** AIM OF THE EXERCISE **
Print the lines from the one with "task: mark the region of the shirt collar" to the end of the lines, as they are.

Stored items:
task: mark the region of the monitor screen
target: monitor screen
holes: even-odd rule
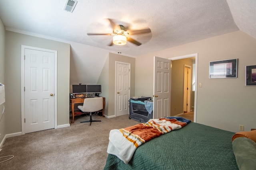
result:
[[[87,93],[101,93],[101,85],[88,85]]]
[[[87,92],[86,85],[73,84],[72,85],[72,88],[73,88],[73,94],[80,94]]]

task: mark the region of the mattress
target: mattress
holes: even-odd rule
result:
[[[104,169],[238,169],[234,133],[190,122],[140,146],[128,164],[109,154]]]

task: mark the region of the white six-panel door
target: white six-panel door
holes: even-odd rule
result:
[[[129,113],[130,64],[116,62],[116,113],[119,116]]]
[[[170,115],[171,61],[154,57],[154,118]]]
[[[54,53],[25,49],[25,131],[54,128]]]

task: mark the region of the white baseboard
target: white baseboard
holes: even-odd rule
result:
[[[2,147],[2,145],[4,144],[4,141],[5,141],[5,139],[6,138],[8,138],[8,137],[13,137],[16,136],[20,136],[22,135],[21,132],[17,132],[16,133],[10,133],[9,134],[6,134],[4,135],[4,137],[3,139],[3,140],[2,140],[1,143],[0,143],[0,148]]]
[[[116,116],[114,115],[113,116],[107,116],[106,115],[105,115],[105,117],[106,117],[107,119],[113,118],[114,118],[114,117],[116,117]]]
[[[58,126],[57,126],[57,129],[62,128],[63,127],[69,127],[70,126],[70,124],[69,123],[65,124],[64,125],[59,125]]]
[[[180,115],[182,115],[182,114],[183,114],[183,113],[181,113],[178,114],[177,115],[175,115],[174,116],[178,116],[178,117],[179,116],[180,116]]]

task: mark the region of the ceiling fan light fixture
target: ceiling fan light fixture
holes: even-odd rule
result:
[[[118,35],[113,37],[113,43],[116,45],[125,45],[127,41],[127,38],[124,35]]]

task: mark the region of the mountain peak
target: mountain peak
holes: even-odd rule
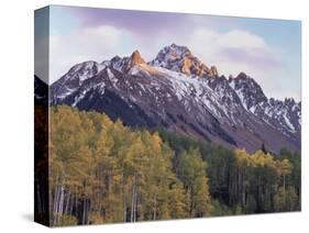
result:
[[[175,43],[161,49],[156,58],[150,64],[183,73],[188,76],[219,76],[214,66],[208,68],[201,60],[192,55],[188,47],[176,45]]]
[[[130,57],[126,70],[130,70],[135,65],[146,64],[139,51],[134,51]]]
[[[238,76],[236,76],[236,78],[239,79],[244,79],[244,78],[247,78],[247,75],[244,73],[244,71],[241,71]]]

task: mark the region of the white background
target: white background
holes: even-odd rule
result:
[[[43,232],[33,218],[33,10],[46,4],[302,20],[302,212],[136,224],[64,228],[65,232],[308,232],[307,0],[21,0],[0,8],[0,232]]]

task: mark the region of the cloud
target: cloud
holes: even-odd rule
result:
[[[85,60],[101,62],[122,55],[123,40],[130,33],[110,25],[84,27],[51,36],[51,81],[63,76],[73,65]]]
[[[188,46],[206,65],[216,65],[220,75],[246,73],[267,97],[300,99],[298,77],[288,70],[282,51],[258,35],[245,30],[218,32],[198,27],[176,37],[175,43]]]
[[[299,86],[291,85],[290,73],[278,48],[245,30],[219,32],[203,26],[172,27],[141,36],[141,31],[104,24],[52,35],[51,80],[55,81],[77,63],[130,56],[134,49],[151,60],[172,43],[187,46],[206,65],[216,65],[221,75],[246,73],[267,97],[300,99]]]

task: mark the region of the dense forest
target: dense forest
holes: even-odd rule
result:
[[[36,200],[51,225],[300,210],[299,154],[250,155],[66,106],[49,108],[49,125],[48,208]]]

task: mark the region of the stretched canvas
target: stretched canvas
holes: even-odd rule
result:
[[[35,221],[300,211],[299,21],[51,5],[35,19]]]

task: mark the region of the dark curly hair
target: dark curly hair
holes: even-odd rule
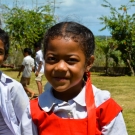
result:
[[[79,23],[61,22],[52,26],[44,36],[44,55],[48,49],[49,39],[56,37],[70,37],[73,41],[78,42],[86,56],[86,62],[94,54],[94,35],[88,28]]]
[[[4,30],[2,30],[1,28],[0,28],[0,40],[1,40],[1,41],[3,42],[3,44],[4,44],[5,55],[7,55],[8,52],[9,52],[9,36],[8,36],[8,34],[7,34]]]
[[[85,63],[87,65],[89,58],[94,54],[95,50],[95,40],[91,30],[76,22],[60,22],[52,26],[44,36],[44,57],[48,49],[49,40],[57,37],[65,38],[66,40],[71,38],[74,42],[78,42],[85,54]],[[84,80],[86,81],[85,74]]]

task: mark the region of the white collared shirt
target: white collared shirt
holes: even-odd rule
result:
[[[40,69],[40,73],[44,73],[44,59],[43,59],[43,53],[42,50],[39,50],[36,52],[36,56],[35,56],[35,71],[38,70],[39,67],[39,63],[42,62],[42,66]]]
[[[22,85],[0,71],[0,122],[1,126],[6,124],[0,134],[4,132],[2,135],[20,135],[19,123],[28,104],[29,99]]]
[[[22,76],[26,78],[30,78],[32,68],[34,68],[34,59],[30,55],[28,55],[24,57],[22,65],[24,66]]]
[[[108,91],[101,91],[93,86],[95,105],[98,107],[110,98]],[[87,117],[85,104],[85,86],[82,91],[68,102],[56,99],[53,96],[52,88],[49,83],[45,86],[45,92],[38,98],[39,106],[45,111],[52,110],[61,118],[81,119]],[[37,135],[37,128],[32,122],[30,106],[27,107],[20,124],[22,135]],[[102,135],[127,135],[125,122],[120,112],[108,125],[102,127]]]

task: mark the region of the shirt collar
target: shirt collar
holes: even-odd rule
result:
[[[79,104],[80,106],[86,106],[85,103],[85,86],[83,87],[82,91],[73,99],[74,102]],[[71,101],[69,100],[69,102]],[[39,106],[45,111],[49,112],[54,105],[61,106],[65,104],[65,101],[59,100],[53,96],[52,93],[52,86],[50,83],[45,85],[45,92],[42,93],[38,98]]]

** WRITTEN RESPONSE **
task: mark the region of the shirt collar
target: shirt collar
holes: even-odd rule
result:
[[[79,104],[80,106],[86,106],[85,103],[85,86],[83,87],[82,91],[73,99],[74,102]],[[71,101],[69,100],[69,102]],[[39,106],[45,111],[49,112],[54,105],[61,106],[65,104],[65,101],[59,100],[53,96],[52,93],[52,86],[50,83],[45,85],[45,92],[42,93],[38,98]]]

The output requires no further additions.